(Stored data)
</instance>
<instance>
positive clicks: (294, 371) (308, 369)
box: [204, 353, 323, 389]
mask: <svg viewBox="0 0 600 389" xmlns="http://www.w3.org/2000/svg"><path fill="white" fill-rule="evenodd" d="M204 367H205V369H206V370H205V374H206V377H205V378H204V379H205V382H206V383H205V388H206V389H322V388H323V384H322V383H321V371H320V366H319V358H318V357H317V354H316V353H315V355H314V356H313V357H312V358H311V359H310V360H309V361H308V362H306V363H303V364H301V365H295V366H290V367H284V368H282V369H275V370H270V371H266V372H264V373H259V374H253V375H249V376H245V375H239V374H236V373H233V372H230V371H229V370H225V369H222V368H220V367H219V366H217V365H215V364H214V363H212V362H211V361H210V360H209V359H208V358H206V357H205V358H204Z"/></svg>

EXERCISE: Exact retyping of every entry is required.

REPLY TO THE TASK:
</instance>
<instance>
positive clicks: (294, 371) (308, 369)
box: [204, 353, 323, 389]
mask: <svg viewBox="0 0 600 389" xmlns="http://www.w3.org/2000/svg"><path fill="white" fill-rule="evenodd" d="M204 367H205V369H206V370H205V374H206V377H205V378H204V379H205V382H206V383H205V388H206V389H322V388H323V384H322V383H321V371H320V366H319V358H318V357H317V354H316V353H315V355H314V356H313V357H312V358H311V359H310V360H309V361H308V362H306V363H303V364H301V365H295V366H290V367H284V368H282V369H275V370H270V371H266V372H264V373H259V374H253V375H249V376H245V375H239V374H236V373H233V372H230V371H229V370H225V369H222V368H220V367H219V366H217V365H215V364H214V363H212V362H211V361H210V360H209V359H208V358H206V357H205V358H204Z"/></svg>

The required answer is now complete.